◆ COMMENT FAIRE ◆
Mettez à jour le texte sur le film de Cédric Kahn de « Film français de » à « 27 septembre 2023. ». Réécrivez ce passage en remplaçant « septembre » par « octobre ».

◆ TEXTE À ÉTUDIER ◆

Film français de Cédric Kahn (2023), avec Arieh Worthalter, Arthur Harari, Stéphan Guérin-Tillié, Nicolas Briançon, Aurélien Chaussade, Christian Mazzuchini, Jeremy Lewin, Jerzy Radziwilowicz, Chloé Lecerf, Laetitia Masson, Didier Borga, Arthur Verret, Priscilla Lopes, Paul Jeanson, François Favrat… 1h55. Sortie le 27 septembre 2023.
Arthur Harari
Un Goldman peut en cacher un autre. Alors que les médias célèbrent la biographie consacré par Ivan Jablonka à Jean-Jacques Goldman, son demi-frère aîné Pierre Goldman revient sur le devant de l’actualité dans le film que lui consacre Cédric Kahn, tout juste quarante-quatre ans après son assassinat jamais élucidé. Tombé dans la délinquance après avoir milité à l’extrême-gauche, cet homme qui a intitulé ses mémoires “Souvenirs obscurs d'un juif polonais né en France” devient un véritable symbole pour une certaine intelligentsia. Condamné à perpétuité en première instance, à la suite d’une vaste campagne de soutien et grâce à un vice de procédure rarement retenu, il est jugé à nouveau au printemps 1976 à Amiens dans un contexte plutôt houleux, malgré la présence de ses soutiens dont sa famille (on entraperçoit même le jeune Jean-Jacques Goldman) et des personnalités parmi lesquelles Simone Signoret dont on identifie aisément la silhouette. C’est ce moment précis autour duquel se concentre le film de Cédric Kahn, sans jamais chercher à rendre particulièrement sympathique cet accusé ombrageux qui prend en grippe son propre avocat, Georges Kiejman, et affiche une arrogance déconcertante en confondant parfois le tribunal avec une tribune. Il convient de louer ici l’interprétation exceptionnelle qu’en donne l’acteur belge Arieh Worthalter sans jamais chercher à susciter la moindre empathie pour son personnage, malgré un charisme indéniable quine fait que rendre sa personnalité encore plus énigmatique.

Entrées de données enregistrées:
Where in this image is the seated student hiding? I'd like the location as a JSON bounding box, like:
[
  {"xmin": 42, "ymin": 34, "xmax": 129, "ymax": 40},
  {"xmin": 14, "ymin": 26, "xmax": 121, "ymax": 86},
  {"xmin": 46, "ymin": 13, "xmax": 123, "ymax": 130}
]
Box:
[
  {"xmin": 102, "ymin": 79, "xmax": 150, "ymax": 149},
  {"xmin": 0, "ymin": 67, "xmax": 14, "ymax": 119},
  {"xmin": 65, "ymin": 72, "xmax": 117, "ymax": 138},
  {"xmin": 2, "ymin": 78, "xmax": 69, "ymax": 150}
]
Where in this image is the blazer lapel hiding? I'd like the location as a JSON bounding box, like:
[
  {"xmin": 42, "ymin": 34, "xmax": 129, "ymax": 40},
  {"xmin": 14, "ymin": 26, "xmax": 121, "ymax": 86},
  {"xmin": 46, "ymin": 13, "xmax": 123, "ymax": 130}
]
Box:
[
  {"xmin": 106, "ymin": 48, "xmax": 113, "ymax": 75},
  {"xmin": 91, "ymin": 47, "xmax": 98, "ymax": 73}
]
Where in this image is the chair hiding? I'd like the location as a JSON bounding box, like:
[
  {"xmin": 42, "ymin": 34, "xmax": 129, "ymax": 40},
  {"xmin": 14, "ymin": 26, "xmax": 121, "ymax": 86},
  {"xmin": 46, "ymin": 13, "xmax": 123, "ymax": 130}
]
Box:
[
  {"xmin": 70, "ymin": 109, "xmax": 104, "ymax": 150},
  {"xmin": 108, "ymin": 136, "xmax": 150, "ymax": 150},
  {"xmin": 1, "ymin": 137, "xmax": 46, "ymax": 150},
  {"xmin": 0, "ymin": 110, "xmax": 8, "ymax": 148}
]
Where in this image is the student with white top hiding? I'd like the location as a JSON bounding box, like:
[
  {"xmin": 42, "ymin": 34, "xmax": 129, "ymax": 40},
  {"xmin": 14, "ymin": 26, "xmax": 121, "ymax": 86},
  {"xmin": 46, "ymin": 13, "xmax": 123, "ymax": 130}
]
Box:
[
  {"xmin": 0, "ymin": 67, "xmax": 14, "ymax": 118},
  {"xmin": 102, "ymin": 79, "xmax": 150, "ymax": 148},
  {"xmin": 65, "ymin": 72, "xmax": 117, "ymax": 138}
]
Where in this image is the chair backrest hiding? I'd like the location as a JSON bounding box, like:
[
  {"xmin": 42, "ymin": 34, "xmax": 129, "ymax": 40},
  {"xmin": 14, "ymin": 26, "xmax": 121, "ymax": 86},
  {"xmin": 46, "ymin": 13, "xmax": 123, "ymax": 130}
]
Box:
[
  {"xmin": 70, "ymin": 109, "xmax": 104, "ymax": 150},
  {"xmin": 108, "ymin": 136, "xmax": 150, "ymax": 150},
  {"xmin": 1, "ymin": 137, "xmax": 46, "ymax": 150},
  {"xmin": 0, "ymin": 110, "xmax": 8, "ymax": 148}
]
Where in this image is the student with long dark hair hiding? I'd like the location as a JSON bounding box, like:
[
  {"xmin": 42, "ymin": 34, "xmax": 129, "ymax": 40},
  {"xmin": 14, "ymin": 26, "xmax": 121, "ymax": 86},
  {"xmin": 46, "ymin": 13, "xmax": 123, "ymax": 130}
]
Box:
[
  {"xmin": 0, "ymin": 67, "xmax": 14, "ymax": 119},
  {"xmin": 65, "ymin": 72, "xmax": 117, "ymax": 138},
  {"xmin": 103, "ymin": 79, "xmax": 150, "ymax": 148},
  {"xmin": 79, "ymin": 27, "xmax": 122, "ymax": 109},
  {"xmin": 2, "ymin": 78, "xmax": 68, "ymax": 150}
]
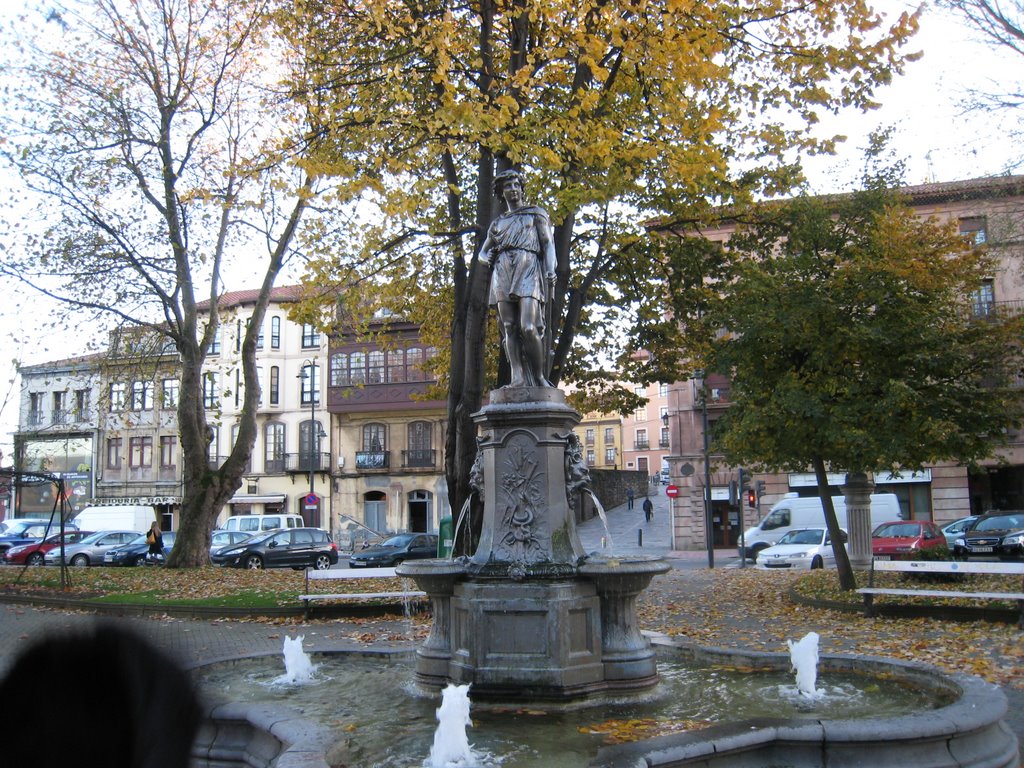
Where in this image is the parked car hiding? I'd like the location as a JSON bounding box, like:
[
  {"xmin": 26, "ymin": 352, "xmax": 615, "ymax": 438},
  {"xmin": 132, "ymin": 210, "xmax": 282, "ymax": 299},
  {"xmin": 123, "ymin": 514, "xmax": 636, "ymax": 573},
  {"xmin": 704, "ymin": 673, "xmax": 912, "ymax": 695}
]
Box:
[
  {"xmin": 757, "ymin": 528, "xmax": 847, "ymax": 569},
  {"xmin": 3, "ymin": 530, "xmax": 92, "ymax": 565},
  {"xmin": 0, "ymin": 518, "xmax": 78, "ymax": 554},
  {"xmin": 43, "ymin": 530, "xmax": 138, "ymax": 566},
  {"xmin": 941, "ymin": 515, "xmax": 978, "ymax": 552},
  {"xmin": 953, "ymin": 511, "xmax": 1024, "ymax": 558},
  {"xmin": 210, "ymin": 528, "xmax": 338, "ymax": 570},
  {"xmin": 871, "ymin": 520, "xmax": 948, "ymax": 560},
  {"xmin": 348, "ymin": 534, "xmax": 437, "ymax": 568},
  {"xmin": 103, "ymin": 530, "xmax": 174, "ymax": 565},
  {"xmin": 210, "ymin": 530, "xmax": 253, "ymax": 555}
]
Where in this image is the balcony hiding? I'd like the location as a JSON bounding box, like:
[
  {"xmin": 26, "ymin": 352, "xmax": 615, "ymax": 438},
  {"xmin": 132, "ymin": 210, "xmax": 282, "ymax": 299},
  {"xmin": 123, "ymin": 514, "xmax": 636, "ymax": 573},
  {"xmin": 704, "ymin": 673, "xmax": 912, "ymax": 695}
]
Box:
[
  {"xmin": 355, "ymin": 451, "xmax": 391, "ymax": 470},
  {"xmin": 401, "ymin": 449, "xmax": 437, "ymax": 469},
  {"xmin": 285, "ymin": 452, "xmax": 331, "ymax": 472}
]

◆ RÉPONSE ◆
Film français de Cédric Kahn (2023), avec Arieh Worthalter, Arthur Harari, Stéphan Guérin-Tillié, Nicolas Briançon, Aurélien Chaussade, Christian Mazzuchini, Jeremy Lewin, Jerzy Radziwilowicz, Chloé Lecerf, Laetitia Masson, Didier Borga, Arthur Verret, Priscilla Lopes, Paul Jeanson, François Favrat… 1h55. Sortie le 27 octobre 2023.